The Enfield 8000 (also known the E8000 ECC or "Electric City Car") was similar to the 465, but with an 8 bhp motor and aluminium body. The prototypes and initial production were built at the Somerton Works in Northwood, near Cowes. 120 Enfield 8000s were built initially on the Isle of Wight and subsequently in Syros in the mid-1970s, of which 65 were used by the Electricity Council and southern English electricity boards.

The E8000ECC had passed all the necessary tests for production in the United Kingdom and was on its way to be produced in the United States of America. Then Governor of California Ronald Reagan sent a cargo plane to have three E8000ECCs moved to California in support of his Clean Air legislation. However, the E8000ECC was never produced in the United States. The unique aerodynamics of the E8000ECC were not based on traditional industry principles and ideas. They were loosely based on designs made by Konstantine Adraktas, the chairman and managing technical director of Enfield. Most of the electrical systems were designed and built by Peter Botterill. Production of the car was eventually moved to Greece after the company was incorporated into Neorion (also owned by Goulandris) and renamed Enfield-Neorion. However, soon the whole project was scrapped.

Enfield Runabout and Bicini.

The Runabout Model and the Bicini were produced in very small numbers on the Isle of Wight and in Syros, respectively, and used much of the same running gear as the Enfield 8000.

→ SOURCE MATERIAL:

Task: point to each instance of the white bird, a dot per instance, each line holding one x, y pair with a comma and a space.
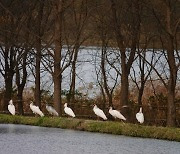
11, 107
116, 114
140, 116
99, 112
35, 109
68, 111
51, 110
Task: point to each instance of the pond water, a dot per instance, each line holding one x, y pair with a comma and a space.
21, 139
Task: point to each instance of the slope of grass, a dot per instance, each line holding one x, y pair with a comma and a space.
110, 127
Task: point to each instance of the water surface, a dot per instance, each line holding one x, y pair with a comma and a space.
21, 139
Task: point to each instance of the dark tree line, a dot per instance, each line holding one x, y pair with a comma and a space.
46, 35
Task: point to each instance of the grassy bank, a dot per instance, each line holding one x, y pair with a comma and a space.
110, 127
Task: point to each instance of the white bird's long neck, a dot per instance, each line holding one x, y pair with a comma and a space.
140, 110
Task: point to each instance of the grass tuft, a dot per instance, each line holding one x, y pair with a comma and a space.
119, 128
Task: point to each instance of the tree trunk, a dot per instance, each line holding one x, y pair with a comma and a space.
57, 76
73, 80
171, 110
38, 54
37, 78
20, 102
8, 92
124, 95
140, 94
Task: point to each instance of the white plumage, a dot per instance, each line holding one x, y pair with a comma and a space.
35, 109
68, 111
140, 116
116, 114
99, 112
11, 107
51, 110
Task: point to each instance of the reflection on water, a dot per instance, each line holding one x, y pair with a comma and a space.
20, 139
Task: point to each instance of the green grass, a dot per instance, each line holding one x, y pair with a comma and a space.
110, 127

==

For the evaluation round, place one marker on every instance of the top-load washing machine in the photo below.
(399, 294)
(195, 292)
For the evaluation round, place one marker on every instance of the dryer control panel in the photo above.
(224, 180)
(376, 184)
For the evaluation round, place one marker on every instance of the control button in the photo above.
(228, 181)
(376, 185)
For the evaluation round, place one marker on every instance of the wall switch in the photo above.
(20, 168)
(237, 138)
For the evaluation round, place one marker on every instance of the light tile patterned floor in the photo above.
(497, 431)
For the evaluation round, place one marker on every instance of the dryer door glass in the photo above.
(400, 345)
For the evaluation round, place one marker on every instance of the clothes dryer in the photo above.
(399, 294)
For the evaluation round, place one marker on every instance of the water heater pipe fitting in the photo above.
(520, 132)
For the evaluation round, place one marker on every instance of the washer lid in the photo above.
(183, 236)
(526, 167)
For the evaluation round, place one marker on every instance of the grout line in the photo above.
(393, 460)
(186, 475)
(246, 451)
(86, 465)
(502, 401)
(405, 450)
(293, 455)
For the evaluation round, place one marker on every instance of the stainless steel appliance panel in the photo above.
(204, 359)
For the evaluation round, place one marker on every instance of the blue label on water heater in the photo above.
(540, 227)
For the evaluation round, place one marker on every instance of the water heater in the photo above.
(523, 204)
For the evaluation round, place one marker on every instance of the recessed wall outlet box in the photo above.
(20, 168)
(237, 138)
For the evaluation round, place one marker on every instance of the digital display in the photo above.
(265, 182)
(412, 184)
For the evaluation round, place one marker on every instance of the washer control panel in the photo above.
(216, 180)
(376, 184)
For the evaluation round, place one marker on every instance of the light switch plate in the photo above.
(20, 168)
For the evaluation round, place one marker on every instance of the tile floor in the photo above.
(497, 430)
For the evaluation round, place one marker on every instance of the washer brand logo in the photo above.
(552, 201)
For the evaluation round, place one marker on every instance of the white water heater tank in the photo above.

* * *

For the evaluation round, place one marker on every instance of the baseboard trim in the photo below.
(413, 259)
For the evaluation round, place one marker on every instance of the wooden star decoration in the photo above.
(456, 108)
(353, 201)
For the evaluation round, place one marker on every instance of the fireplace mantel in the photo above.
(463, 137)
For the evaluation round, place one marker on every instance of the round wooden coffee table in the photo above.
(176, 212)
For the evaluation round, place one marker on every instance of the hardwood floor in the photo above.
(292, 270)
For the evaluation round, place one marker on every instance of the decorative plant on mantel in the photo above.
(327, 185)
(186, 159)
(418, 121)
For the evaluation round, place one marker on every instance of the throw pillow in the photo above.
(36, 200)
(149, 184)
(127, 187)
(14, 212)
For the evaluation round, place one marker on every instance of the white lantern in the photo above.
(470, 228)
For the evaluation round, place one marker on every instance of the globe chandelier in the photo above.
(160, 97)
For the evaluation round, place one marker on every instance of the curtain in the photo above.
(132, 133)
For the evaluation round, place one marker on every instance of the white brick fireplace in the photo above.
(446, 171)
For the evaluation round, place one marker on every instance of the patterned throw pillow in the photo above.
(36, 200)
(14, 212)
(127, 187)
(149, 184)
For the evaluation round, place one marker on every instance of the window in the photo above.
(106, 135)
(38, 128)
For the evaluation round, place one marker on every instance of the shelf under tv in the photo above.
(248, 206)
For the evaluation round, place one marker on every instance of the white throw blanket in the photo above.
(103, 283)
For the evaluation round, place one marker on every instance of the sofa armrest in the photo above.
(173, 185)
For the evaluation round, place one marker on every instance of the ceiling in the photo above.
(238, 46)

→ STUDY QUESTIONS:
1 > Rewrite the Enfield car passage starting at "The E8000ECC had" and ending at "project was scrapped.", putting "transport plane" in place of "cargo plane".
2 > Write what comes next in the passage about the Enfield electric cars, picking up after its last sentence.

→ YOUR WRITTEN ANSWERS:
1 >
The E8000ECC had passed all the necessary tests for production in the United Kingdom and was on its way to be produced in the United States of America. Then Governor of California Ronald Reagan sent a transport plane to have three E8000ECCs moved to California in support of his Clean Air legislation. However, the E8000ECC was never produced in the United States. The unique aerodynamics of the E8000ECC were not based on traditional industry principles and ideas. They were loosely based on designs made by Konstantine Adraktas, the chairman and managing technical director of Enfield. Most of the electrical systems were designed and built by Peter Botterill. Production of the car was eventually moved to Greece after the company was incorporated into Neorion (also owned by Goulandris) and renamed Enfield-Neorion. However, soon the whole project was scrapped.

2 >
Enfield 4x4 Vehicles

These vehicles were only prototypes. They were large engine petrol engine vehicles referred to as 'Safari Cars' There was the Enfield Safari (produced on the Isle of Wight), and the Neorion Chicago (produced on the island of Syros; two were built, one blue and one red). There was also the Enfield Safari Estate (very much based on the Land Rover series III) and one other Safari car was partly built but not finished. this was based on a SWB Land Rover, it is assumed this was scrapped when the factory on the Isle of Wight closed) The other cars have all survived and are in private collections.

====Key characteristics====

- It had an aluminum body to guard against corrosion.
- It was available in a "Bicini" version which had a body composed of simple flat panels and was never crash tested.
- A leather interior was available.
- Early models had no gear lever, reverse was entered with the use of switch.
- It was based on widely available components and parts for easy maintenance and worldwide replacement part availability.
- It had an on-board charger (which recharged batteries fully while freewheeling downhill in the Alps.)